Essential Avengers Volume 2


By Stan Lee, Roy Thomas, Don Heck, John Buscema & various (Marvel)
ISBN: 0-7851-1862-4

With the Avengers the unbeatable and venerable concept of putting all your star eggs in one basket continued to score big dividends for Marvel even after Jack Kirby moved on to other Marvel assignments and the all-stars such as Thor and Iron Man were replaced and supplemented by lesser luminaries.

With this second collection (reprinting Avengers 25-46 and the first Annual in economical black and white) the team – consisting of Captain America, Hawkeye, Quicksilver and the Scarlet Witch – was already a firm fan-favourite and the close attention to melodrama sub-plots leavened the action with compelling soap-opera elements that kept the fans riveted.

The team faced their greatest test yet when they were captured by the deadliest man alive in #25’s ‘Enter… Dr. Doom!’ by Stan Lee, Don Heck and Dick Ayers but, as change was ever the watchword for this series, the following two issues combined a threat to drown the world with the return of an old comrade. ‘The Voice of the Wasp!’ and ‘Four Against the Floodtide!’ (Lee, Heck and inker Frank Giacoia) made for a superlative action-romp but was simply a prelude to the main event, issue #28’s return of Giant-Man in a new guise as ‘Among us Walks a Goliath!’ This instant classic introduced the villainous Collector and extended the company’s pet theme of alienation by tragically trapping the size-changing hero at a freakish ten-foot height, seemingly forever.

> DATA PROVIDED
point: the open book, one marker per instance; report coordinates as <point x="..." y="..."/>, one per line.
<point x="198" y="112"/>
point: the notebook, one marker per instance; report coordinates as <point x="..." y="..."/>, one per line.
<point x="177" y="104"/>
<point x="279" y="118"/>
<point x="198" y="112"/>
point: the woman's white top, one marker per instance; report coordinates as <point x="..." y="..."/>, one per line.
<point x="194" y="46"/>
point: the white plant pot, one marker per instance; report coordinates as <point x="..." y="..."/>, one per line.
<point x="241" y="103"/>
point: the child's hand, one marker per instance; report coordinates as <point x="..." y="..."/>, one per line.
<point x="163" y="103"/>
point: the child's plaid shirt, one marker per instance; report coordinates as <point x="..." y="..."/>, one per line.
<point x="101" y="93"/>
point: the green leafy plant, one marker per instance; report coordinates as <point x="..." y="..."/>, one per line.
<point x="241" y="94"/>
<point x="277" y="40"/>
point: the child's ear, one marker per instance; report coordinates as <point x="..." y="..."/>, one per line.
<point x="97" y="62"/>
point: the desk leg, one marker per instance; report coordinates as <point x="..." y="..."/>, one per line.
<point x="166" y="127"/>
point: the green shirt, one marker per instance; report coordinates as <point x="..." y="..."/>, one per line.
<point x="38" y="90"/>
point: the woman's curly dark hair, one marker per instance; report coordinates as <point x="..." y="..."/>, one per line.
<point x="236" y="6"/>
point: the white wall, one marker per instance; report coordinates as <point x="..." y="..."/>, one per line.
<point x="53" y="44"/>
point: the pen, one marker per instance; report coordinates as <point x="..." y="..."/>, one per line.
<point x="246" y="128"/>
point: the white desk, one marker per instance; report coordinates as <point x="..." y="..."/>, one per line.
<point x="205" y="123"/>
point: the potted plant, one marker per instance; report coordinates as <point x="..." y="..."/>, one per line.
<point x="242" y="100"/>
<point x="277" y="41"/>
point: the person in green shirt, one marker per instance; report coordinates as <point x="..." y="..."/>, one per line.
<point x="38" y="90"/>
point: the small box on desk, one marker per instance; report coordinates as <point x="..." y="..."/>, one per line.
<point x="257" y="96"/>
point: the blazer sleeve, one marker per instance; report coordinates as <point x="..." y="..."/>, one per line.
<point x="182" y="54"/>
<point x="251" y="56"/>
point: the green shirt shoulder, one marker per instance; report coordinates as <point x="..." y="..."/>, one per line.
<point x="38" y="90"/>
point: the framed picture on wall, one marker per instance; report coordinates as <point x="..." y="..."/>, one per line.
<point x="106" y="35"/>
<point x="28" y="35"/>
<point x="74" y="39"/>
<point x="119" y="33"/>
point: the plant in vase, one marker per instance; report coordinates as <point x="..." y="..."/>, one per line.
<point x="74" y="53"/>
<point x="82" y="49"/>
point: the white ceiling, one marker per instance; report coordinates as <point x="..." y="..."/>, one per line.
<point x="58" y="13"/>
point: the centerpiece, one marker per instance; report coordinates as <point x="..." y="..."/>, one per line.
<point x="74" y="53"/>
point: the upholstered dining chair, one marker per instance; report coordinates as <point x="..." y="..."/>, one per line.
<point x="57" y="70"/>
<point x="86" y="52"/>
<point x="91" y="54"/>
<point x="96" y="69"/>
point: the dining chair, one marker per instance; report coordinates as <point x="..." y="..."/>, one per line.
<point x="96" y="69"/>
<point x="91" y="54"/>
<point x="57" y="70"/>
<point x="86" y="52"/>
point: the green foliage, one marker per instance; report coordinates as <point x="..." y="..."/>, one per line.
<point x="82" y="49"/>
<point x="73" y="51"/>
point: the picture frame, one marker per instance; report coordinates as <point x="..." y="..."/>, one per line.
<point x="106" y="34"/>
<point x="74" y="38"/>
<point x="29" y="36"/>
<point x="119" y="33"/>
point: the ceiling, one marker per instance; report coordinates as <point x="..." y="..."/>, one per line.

> PROBLEMS TO WORK ON
**1.** Reproduce word for word the passage of the Essential Avengers review starting with "The team faced" and going on through "height, seemingly forever.".
**2.** How many lines of the records contain the string "child", with case counting? Reply with the number only.
The Essential Avengers review and the records are unrelated material.

> SOLUTIONS FOR EACH TASK
**1.**
The team faced their greatest test yet when they were captured by the deadliest man alive in #25’s ‘Enter… Dr. Doom!’ by Stan Lee, Don Heck and Dick Ayers but, as change was ever the watchword for this series, the following two issues combined a threat to drown the world with the return of an old comrade. ‘The Voice of the Wasp!’ and ‘Four Against the Floodtide!’ (Lee, Heck and inker Frank Giacoia) made for a superlative action-romp but was simply a prelude to the main event, issue #28’s return of Giant-Man in a new guise as ‘Among us Walks a Goliath!’ This instant classic introduced the villainous Collector and extended the company’s pet theme of alienation by tragically trapping the size-changing hero at a freakish ten-foot height, seemingly forever.

**2.** 3